Start of EXTRACT TO READ

Part of NIBIOs involvement in safeguarding pollinators also includes contributing to large-scale projects funded by the government. A National pollination strategy was put forward by the Norwegian government in 2018, aiming at maintaining viable populations of wild bees and other pollinating insects in Norway (National pollination strategy). NIBIO's current role in this project is to contribute knowledge on the topic and facilitate communication among and within organizations working on pollinators.
In the past, NIBIO has also been involved in testing a protocol (FAO protocol) developed by the FAO (Food and Agriculture Organization of the united Nations) to detect and access pollination deficits in crops, under Nordic conditions (NINA rapport).
Currently, NIBIO is also collaborating with the international project “Climate change and its effects on pollination services (CLIPS)”, focusing on apple orchards across continents.
Meadows are an important habitat for pollinators, and so there has been an increasing interest by public agencies and private gardeners and farmers to establish new flower meadows on their properties. As part of a project investigating strategies for increasing biodiversity of flowers and wild bees, researchers at NIBIO are working on creating native seed mixtures for this purpose. The researchers involved in this project are Ellen Johanne Svalheim and Trygve S. Aamlid. Ellen is also coordinating the action plan for meadow management in Norway, led by the Norwegian Environmental Agency.
NIBIO will continue to prioritize research on this topic in an effort to safeguard pollinator populations and their habitats, not only for food production but also for sustaining healthy ecosystems for the future.

End of EXTRACT TO READ

WORK TO DO:
Copy the passage on NIBIO's pollinator work word for word, from "In the past, NIBIO" to "conditions (NINA rapport).".

Start of ITEMS

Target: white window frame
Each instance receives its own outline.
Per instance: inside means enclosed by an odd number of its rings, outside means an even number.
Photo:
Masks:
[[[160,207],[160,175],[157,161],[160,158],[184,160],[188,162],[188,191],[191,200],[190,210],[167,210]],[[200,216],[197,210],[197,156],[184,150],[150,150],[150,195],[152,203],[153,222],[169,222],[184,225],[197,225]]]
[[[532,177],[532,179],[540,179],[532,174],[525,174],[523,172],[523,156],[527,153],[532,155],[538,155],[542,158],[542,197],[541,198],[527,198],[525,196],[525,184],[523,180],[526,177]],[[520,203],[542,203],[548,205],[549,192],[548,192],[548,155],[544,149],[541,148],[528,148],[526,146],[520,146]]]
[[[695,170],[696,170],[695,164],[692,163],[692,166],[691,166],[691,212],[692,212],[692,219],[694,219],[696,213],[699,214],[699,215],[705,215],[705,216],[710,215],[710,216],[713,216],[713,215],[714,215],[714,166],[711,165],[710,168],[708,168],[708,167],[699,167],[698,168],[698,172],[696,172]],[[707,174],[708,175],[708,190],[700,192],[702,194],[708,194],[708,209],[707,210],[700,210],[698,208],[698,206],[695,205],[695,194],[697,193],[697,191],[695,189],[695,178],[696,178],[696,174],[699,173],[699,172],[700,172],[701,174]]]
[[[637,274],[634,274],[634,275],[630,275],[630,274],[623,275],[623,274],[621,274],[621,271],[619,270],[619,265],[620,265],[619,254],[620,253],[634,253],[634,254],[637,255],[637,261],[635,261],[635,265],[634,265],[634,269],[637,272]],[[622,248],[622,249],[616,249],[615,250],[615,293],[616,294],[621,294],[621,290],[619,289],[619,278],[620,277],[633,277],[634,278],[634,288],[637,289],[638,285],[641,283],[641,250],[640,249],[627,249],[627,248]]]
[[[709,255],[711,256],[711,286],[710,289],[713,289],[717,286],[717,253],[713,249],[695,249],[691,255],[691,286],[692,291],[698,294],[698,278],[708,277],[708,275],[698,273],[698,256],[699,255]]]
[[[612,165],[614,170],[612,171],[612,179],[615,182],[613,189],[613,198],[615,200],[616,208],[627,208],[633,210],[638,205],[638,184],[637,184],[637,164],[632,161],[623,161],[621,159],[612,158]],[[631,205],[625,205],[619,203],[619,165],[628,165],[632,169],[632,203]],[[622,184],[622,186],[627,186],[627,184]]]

End of ITEMS
Start of ITEMS

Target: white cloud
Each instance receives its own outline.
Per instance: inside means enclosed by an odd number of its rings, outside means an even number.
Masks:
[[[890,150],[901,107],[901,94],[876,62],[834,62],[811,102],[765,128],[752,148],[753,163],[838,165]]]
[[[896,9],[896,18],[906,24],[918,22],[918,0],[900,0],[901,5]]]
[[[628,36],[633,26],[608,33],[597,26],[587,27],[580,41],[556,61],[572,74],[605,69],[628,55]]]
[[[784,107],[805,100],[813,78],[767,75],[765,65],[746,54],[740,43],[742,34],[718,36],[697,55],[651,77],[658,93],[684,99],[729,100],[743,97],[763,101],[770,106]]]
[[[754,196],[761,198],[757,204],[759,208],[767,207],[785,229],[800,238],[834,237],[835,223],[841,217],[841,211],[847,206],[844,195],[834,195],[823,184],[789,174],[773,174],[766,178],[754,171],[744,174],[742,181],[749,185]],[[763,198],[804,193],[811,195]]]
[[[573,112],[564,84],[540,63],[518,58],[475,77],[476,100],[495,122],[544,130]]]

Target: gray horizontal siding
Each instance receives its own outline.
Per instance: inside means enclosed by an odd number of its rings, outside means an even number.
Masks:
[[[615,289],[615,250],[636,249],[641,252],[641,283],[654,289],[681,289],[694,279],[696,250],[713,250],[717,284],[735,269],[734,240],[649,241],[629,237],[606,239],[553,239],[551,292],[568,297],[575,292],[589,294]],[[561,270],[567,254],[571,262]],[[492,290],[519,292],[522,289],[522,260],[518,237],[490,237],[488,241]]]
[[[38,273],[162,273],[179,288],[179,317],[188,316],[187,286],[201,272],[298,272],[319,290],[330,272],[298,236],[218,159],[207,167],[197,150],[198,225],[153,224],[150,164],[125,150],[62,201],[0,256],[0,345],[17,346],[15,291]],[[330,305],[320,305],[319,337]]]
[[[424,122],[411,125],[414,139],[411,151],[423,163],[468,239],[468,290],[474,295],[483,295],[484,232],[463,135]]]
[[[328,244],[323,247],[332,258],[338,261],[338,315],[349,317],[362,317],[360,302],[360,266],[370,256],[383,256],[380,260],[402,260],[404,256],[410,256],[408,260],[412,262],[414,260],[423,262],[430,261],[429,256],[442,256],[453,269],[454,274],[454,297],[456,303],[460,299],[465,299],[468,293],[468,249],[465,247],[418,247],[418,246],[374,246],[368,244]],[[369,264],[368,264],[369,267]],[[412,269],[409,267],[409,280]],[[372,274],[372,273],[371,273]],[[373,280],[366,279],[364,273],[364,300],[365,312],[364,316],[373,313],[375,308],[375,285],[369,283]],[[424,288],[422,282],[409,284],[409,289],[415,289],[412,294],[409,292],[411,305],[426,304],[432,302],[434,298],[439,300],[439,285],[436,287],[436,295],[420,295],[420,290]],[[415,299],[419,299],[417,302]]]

End of ITEMS
Start of ITEMS

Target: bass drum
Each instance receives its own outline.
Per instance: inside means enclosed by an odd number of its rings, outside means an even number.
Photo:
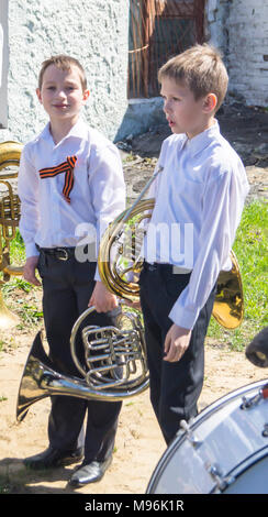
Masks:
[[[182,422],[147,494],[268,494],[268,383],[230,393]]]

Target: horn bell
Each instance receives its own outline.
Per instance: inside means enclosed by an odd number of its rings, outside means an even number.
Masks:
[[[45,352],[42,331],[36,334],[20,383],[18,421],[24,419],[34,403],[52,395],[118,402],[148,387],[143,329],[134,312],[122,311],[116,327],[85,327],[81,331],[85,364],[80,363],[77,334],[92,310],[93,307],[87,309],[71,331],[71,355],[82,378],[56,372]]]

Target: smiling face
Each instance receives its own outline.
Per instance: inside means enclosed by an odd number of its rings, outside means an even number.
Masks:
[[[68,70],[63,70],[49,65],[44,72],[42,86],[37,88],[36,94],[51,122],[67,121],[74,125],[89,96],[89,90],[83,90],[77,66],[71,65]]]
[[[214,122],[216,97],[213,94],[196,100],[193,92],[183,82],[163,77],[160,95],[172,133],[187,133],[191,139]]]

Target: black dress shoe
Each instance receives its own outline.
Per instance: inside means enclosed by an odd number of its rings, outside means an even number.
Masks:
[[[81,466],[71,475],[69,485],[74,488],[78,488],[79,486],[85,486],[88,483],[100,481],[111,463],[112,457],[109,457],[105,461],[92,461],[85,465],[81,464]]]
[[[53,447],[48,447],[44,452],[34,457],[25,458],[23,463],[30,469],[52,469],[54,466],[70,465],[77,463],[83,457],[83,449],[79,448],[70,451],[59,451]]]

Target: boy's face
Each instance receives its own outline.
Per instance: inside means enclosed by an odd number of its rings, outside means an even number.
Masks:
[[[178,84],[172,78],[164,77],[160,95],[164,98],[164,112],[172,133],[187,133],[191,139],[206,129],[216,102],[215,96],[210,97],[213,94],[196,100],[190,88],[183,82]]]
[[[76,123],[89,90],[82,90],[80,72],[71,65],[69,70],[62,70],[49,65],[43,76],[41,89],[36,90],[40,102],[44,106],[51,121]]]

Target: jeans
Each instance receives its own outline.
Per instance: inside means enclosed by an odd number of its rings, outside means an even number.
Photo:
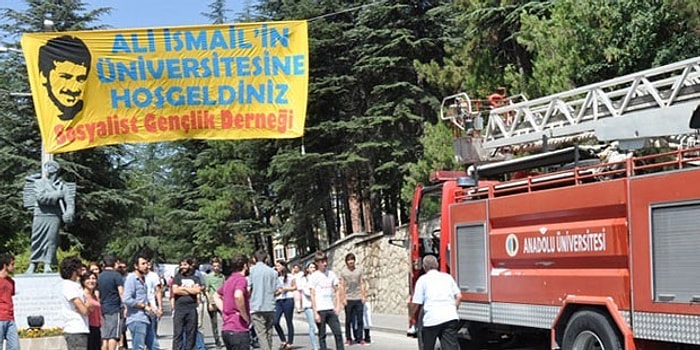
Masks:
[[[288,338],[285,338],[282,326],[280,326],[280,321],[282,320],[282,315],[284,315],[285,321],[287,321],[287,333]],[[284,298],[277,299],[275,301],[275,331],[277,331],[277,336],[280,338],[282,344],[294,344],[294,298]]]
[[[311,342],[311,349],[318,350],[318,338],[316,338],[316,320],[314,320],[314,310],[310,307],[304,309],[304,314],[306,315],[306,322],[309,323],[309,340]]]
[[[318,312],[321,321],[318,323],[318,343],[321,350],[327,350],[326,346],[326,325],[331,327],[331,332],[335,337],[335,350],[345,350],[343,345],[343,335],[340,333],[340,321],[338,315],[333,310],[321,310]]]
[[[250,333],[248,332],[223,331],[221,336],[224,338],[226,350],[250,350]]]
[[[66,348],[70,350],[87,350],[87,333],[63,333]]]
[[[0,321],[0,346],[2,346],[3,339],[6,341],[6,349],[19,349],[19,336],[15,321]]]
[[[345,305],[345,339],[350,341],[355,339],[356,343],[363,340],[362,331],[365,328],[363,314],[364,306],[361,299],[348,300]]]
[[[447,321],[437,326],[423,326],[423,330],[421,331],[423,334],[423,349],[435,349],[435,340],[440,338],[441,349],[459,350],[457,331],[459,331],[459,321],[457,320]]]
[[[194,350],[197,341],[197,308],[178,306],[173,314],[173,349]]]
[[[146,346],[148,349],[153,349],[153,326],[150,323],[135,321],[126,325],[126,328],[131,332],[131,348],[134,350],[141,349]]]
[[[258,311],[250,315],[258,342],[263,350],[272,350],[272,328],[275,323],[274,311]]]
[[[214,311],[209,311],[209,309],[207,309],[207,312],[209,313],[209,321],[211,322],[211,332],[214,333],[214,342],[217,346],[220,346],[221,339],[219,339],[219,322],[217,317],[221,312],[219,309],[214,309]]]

End of ITEMS

EXERCISE OUTPUT:
In the past, NIBIO has also been involved in testing a protocol (FAO protocol) developed by the FAO (Food and Agriculture Organization of the united Nations) to detect and access pollination deficits in crops, under Nordic conditions (NINA rapport).